→ 課題のねらい
以下の記録に出てくる「photo」をすべて「image」に入れ替え、ほかは一切変えずに書き直してもらえますか。画像は解答から省いてください。

コレクション項目
# # # #

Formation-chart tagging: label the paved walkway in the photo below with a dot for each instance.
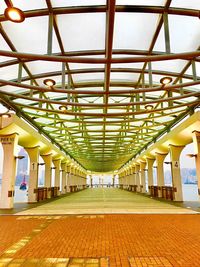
(105, 201)
(126, 240)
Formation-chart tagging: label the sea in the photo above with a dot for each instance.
(190, 193)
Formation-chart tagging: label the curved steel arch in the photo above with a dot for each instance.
(106, 122)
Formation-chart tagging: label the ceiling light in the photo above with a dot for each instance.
(49, 82)
(166, 80)
(191, 155)
(148, 107)
(6, 115)
(14, 14)
(63, 108)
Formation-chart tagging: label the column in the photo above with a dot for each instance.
(64, 174)
(47, 175)
(150, 162)
(113, 180)
(91, 181)
(57, 163)
(143, 178)
(196, 142)
(134, 179)
(33, 153)
(9, 144)
(175, 152)
(160, 172)
(68, 179)
(137, 176)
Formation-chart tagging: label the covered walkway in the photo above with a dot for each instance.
(100, 240)
(105, 201)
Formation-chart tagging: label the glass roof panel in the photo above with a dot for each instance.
(29, 36)
(29, 5)
(73, 66)
(141, 2)
(187, 39)
(39, 66)
(9, 72)
(134, 30)
(194, 4)
(124, 76)
(79, 31)
(87, 77)
(64, 3)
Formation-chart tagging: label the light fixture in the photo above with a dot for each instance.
(20, 157)
(148, 107)
(14, 14)
(165, 80)
(174, 116)
(63, 108)
(168, 162)
(49, 82)
(5, 115)
(191, 155)
(41, 164)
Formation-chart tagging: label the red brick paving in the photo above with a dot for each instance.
(12, 230)
(172, 239)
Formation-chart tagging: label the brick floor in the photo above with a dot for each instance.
(12, 229)
(127, 240)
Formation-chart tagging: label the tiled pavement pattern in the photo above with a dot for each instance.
(105, 200)
(126, 240)
(55, 262)
(12, 230)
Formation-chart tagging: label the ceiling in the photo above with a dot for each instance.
(107, 59)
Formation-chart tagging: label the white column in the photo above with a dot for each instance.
(150, 162)
(47, 181)
(57, 163)
(142, 173)
(9, 144)
(196, 142)
(160, 172)
(175, 152)
(137, 176)
(33, 153)
(64, 182)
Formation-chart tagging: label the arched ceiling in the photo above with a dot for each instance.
(107, 59)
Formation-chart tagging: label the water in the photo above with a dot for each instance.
(189, 193)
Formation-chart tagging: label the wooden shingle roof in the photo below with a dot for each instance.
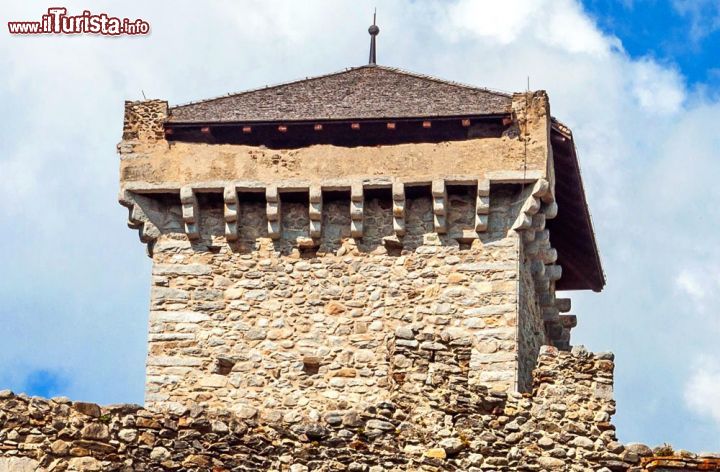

# # # #

→ この課題の解答
Formation-chart tagging: label the paved walkway in the image below with a dot for each instance.
(105, 201)
(126, 240)
Formation-chart tagging: label the sea in the image above with a dot for each instance.
(190, 193)
Formation-chart tagging: label the curved steel arch in the image above with a dot for each instance.
(106, 122)
Formation-chart tagging: label the ceiling light in the image above with a dot for each instance.
(49, 82)
(166, 80)
(191, 155)
(148, 107)
(6, 115)
(14, 14)
(63, 108)
Formation-chart tagging: label the column in the image above with a dot for each instance.
(64, 174)
(47, 175)
(150, 162)
(113, 180)
(91, 181)
(57, 163)
(143, 178)
(196, 142)
(134, 179)
(33, 153)
(9, 144)
(175, 152)
(160, 172)
(68, 179)
(137, 176)
Formation-chart tagging: label the covered walkway in the image above with a dot for each instance.
(100, 240)
(105, 201)
Formation-chart tagging: label the glass roof panel in the image above with a dot for each instance.
(29, 36)
(29, 5)
(73, 66)
(141, 2)
(187, 39)
(39, 66)
(9, 72)
(134, 30)
(194, 4)
(124, 76)
(79, 31)
(87, 77)
(64, 3)
Formation-chart tagging: label the light fixture in the image above with a dot for each instance.
(20, 157)
(148, 107)
(14, 14)
(165, 80)
(174, 116)
(63, 108)
(168, 162)
(49, 82)
(5, 115)
(191, 155)
(41, 164)
Formation-chart tagging: label the red brick paving in the image above with a dot for each instance.
(12, 230)
(172, 239)
Formation-chart tagging: label the brick floor in the image above with a dot for each instance.
(12, 229)
(127, 240)
Formation-chart tagging: label the tiled pavement pattern in the image above with a dot for each instance.
(105, 200)
(126, 240)
(55, 262)
(12, 230)
Formation-chart tagging: label the ceiling in the image above with a dot for each instance.
(107, 59)
Formation-chart tagging: label the white column in the image above with a dot for each instance.
(150, 162)
(47, 181)
(57, 163)
(142, 173)
(9, 144)
(196, 142)
(160, 172)
(175, 152)
(137, 176)
(33, 153)
(64, 182)
Formation-chart tagging: label the arched ceiling in the image above with a dot for each instance.
(107, 59)
Formation-chart tagging: label the water in the image above with a dot for each instance.
(189, 193)
Formation-chart tagging: label the wooden shingle roof in the image below with a dot for each instance.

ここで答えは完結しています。